Start of Given entries

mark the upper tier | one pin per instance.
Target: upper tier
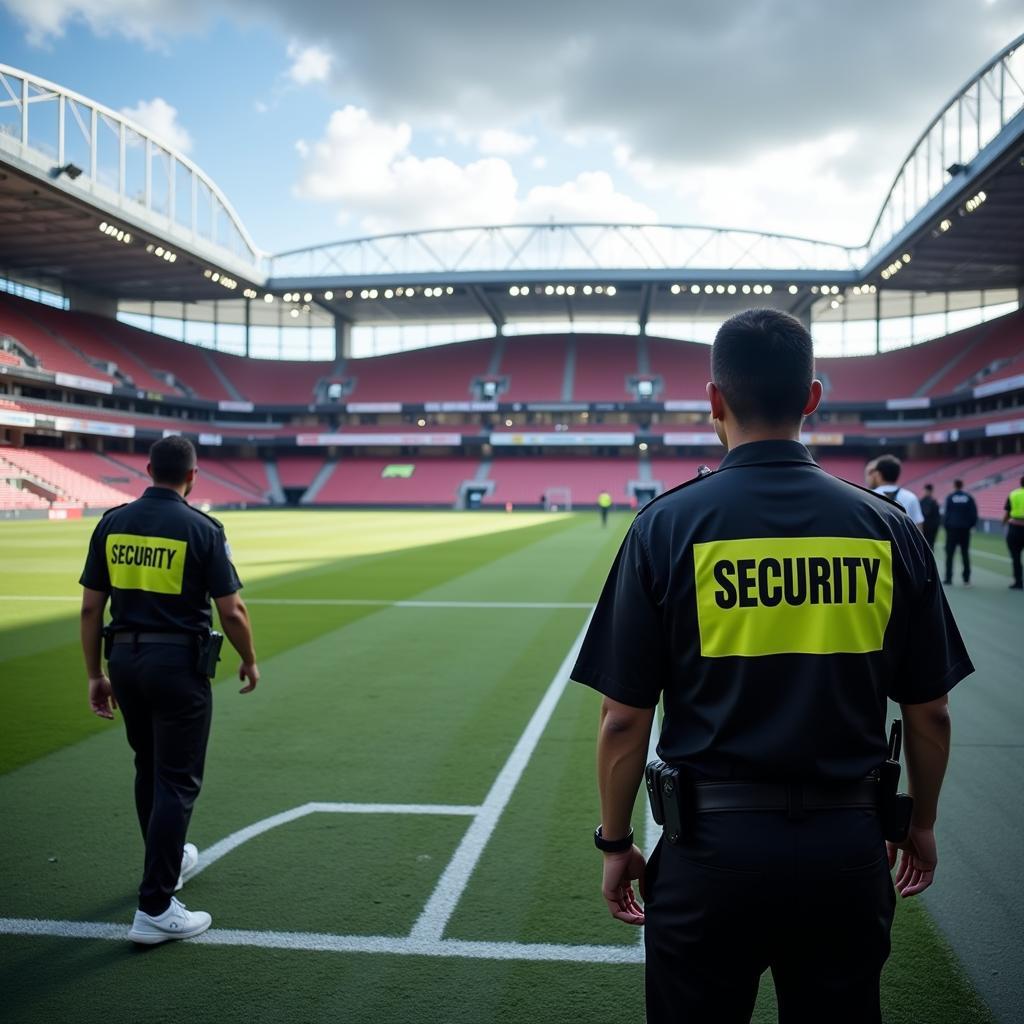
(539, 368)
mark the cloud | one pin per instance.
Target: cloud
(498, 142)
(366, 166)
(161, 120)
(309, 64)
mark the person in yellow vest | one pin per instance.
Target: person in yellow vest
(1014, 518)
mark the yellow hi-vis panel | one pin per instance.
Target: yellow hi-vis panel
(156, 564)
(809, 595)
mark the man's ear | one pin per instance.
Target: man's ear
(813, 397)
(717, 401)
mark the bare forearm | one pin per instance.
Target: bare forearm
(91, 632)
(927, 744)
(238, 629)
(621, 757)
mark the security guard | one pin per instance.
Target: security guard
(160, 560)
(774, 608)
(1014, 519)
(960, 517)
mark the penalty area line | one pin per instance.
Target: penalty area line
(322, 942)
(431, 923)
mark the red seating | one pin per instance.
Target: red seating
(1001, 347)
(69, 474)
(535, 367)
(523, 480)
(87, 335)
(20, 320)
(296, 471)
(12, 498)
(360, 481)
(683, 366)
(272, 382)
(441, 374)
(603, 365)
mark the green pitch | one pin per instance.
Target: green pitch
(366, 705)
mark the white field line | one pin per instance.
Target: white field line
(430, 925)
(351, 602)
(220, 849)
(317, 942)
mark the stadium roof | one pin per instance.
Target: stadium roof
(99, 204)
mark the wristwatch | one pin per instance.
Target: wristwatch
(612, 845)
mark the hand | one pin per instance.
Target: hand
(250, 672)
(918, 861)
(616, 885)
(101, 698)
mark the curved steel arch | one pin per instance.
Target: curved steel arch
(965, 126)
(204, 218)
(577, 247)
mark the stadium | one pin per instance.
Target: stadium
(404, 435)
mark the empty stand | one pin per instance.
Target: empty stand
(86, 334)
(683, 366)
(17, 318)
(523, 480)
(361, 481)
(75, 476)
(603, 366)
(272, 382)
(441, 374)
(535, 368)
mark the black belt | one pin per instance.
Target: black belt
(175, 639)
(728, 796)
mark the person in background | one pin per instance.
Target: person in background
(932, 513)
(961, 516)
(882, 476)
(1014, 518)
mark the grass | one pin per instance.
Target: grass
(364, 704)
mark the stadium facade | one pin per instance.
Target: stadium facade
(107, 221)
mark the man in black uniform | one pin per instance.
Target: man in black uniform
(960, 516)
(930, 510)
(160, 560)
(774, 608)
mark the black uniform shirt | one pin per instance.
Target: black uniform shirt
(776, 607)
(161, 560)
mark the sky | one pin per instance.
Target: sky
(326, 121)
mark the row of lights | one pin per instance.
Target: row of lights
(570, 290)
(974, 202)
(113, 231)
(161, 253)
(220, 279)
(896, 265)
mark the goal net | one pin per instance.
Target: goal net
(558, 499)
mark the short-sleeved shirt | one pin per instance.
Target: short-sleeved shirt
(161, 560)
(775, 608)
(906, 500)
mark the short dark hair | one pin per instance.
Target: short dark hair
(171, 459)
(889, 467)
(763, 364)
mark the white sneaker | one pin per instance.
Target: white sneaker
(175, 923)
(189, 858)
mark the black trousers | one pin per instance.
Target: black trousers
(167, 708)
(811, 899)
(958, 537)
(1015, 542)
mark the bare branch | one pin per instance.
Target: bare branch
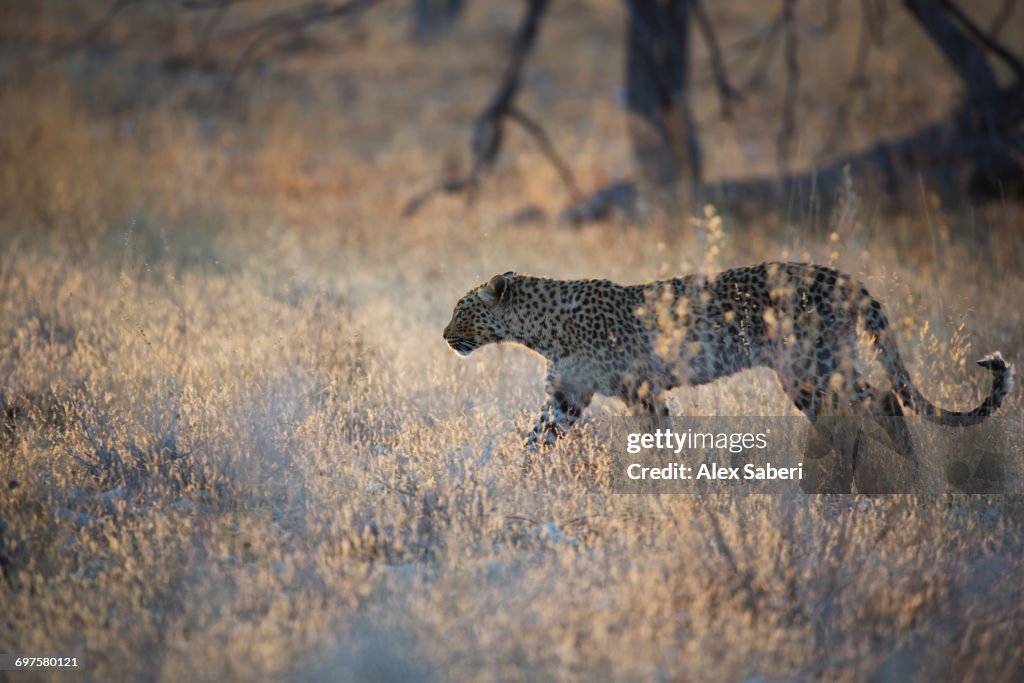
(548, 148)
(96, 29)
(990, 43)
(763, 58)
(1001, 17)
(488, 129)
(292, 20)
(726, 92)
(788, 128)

End of Given entries

Action item
From top to bottom, restate the records above exactly and omit every picture.

Answer box
mark the upper tier | one pin per instance.
Target: upper tier
(539, 368)
mark the cloud | one pin per instance.
Target: cloud
(498, 142)
(366, 166)
(161, 120)
(309, 64)
mark the person in yellow vest | one pin per instance.
Target: person in yellow vest
(1014, 518)
mark the yellow hi-vis panel | one pin per instance.
Target: yellow hi-vis panel
(156, 564)
(809, 595)
mark the man's ear | one pin per instance.
Target: man's ear
(813, 397)
(717, 401)
mark the bare forearm | one pin per instance.
Target: bare forearm
(91, 632)
(927, 744)
(238, 629)
(621, 757)
mark the security guard | one pin per instance.
Target: security guard
(160, 560)
(774, 608)
(1014, 519)
(960, 517)
mark the penalty area line | one pin per instance.
Target: penalty area line
(322, 942)
(431, 923)
mark the red seating | one pin per instance.
Target: red seating
(1001, 347)
(69, 474)
(535, 367)
(523, 480)
(87, 335)
(20, 320)
(296, 471)
(12, 498)
(360, 481)
(683, 366)
(272, 382)
(441, 374)
(603, 365)
mark the green pitch | one pin per instance.
Target: green pitch
(366, 705)
mark the white field line | one pin per instance.
Target: white field line
(430, 925)
(351, 602)
(220, 849)
(317, 942)
mark the stadium roof | one pin per instance.
Target: stadium roof
(99, 204)
mark the wristwatch | one pin per instance.
Target: wristwatch
(612, 845)
mark the hand | one pin per instance.
Target: hand
(250, 672)
(918, 861)
(616, 885)
(101, 698)
mark the curved steel arch | one pin per instance.
Target: curved steel arch
(965, 126)
(204, 218)
(577, 247)
mark the stadium | one pin per instance.
Target: stadium
(404, 435)
mark the empty stand | one pin per instance.
Target: empty stand
(86, 334)
(683, 366)
(17, 318)
(523, 480)
(361, 481)
(75, 476)
(603, 366)
(272, 382)
(441, 374)
(535, 368)
mark the black belt | one pin per instance.
Target: black belt
(175, 639)
(728, 796)
mark the person in background | one pin per instance.
Target: person in background
(932, 513)
(961, 516)
(882, 476)
(1014, 518)
mark the grass | one pin per instance.
Target: grass
(364, 704)
mark the stadium facade | one pin per instance.
Target: stadium facade
(107, 221)
mark the man in black uniform | one pin per instance.
Target: man in black uniform
(960, 516)
(930, 510)
(160, 560)
(774, 608)
mark the black uniform shirt | one pin per instance.
Target: black uniform shirt
(776, 607)
(161, 560)
mark the sky | one pin per instance.
Target: sky
(326, 121)
mark the row of lights | one pin per instance.
Target: row of lights
(570, 290)
(974, 202)
(113, 231)
(161, 253)
(220, 279)
(896, 265)
mark the goal net | one pin per instance.
Target: goal net
(558, 499)
mark the short-sleeved shirt | one pin per instance.
Target: short-sleeved shirt
(161, 560)
(775, 608)
(906, 500)
mark the short dark hair | one pin per instance.
Target: short dark hair
(171, 459)
(889, 467)
(763, 364)
mark the white sneaker | one pin per instance.
Target: white sneaker
(175, 923)
(189, 858)
mark the black trousers | one pin per instance.
Target: black trousers
(167, 708)
(811, 899)
(958, 537)
(1015, 542)
mark the bare branch | one pin per instance.
Target: bare branch
(548, 148)
(96, 29)
(990, 43)
(763, 58)
(1001, 17)
(488, 129)
(292, 20)
(726, 92)
(788, 128)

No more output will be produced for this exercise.